SUPPLIED ENTRIES section start

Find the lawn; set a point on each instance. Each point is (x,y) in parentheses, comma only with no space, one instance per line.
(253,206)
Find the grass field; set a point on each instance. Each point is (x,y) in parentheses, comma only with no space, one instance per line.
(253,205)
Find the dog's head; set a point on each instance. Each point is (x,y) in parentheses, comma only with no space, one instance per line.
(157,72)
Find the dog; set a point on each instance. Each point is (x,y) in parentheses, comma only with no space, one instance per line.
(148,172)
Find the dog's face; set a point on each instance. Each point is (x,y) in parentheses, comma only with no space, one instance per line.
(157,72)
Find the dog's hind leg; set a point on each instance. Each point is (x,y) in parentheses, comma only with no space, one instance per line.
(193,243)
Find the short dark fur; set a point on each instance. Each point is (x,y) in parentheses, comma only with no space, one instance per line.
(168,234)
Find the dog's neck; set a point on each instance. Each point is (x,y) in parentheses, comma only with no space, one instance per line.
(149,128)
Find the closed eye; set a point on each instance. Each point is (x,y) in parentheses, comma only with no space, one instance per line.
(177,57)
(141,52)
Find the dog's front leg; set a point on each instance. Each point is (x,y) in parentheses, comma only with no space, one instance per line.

SUPPLIED ENTRIES section end
SUPPLIED ENTRIES section start

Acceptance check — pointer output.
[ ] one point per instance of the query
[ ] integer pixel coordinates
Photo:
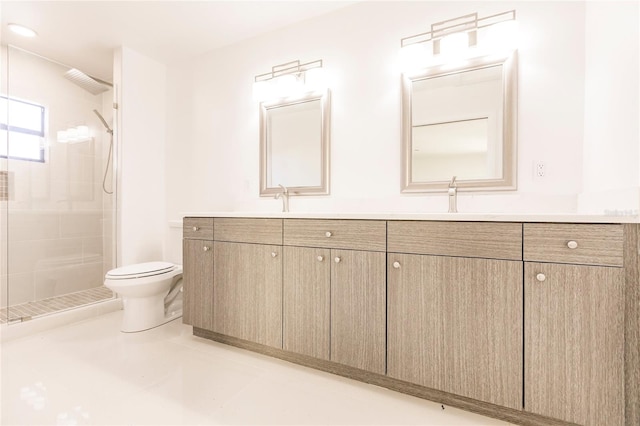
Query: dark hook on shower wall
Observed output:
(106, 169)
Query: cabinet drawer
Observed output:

SUPPLIED ENTRIES section end
SUPPLIED ENTRIES section start

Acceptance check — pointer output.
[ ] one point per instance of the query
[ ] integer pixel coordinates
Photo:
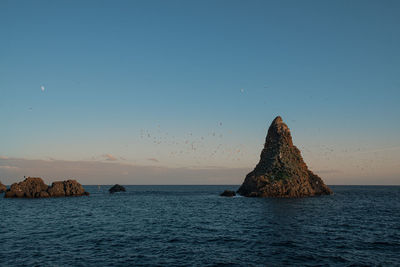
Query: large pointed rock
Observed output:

SUPPLIED ENTRIES section end

WHAT IS REQUIRED
Everything above from the line containing "Find the closed" down to the line containing "Find the dog's front" should be copied exactly, both end lines included, and nothing else.

ANSWER BOX
Find the closed eye; set a point on each instance. Each point is (x,y) in parentheses, comma only with no space, one instance per line.
(177,57)
(141,52)
Find the dog's front leg; set a point on each instance. Each point is (x,y) in parentheses, comma only with no space, one instance per line.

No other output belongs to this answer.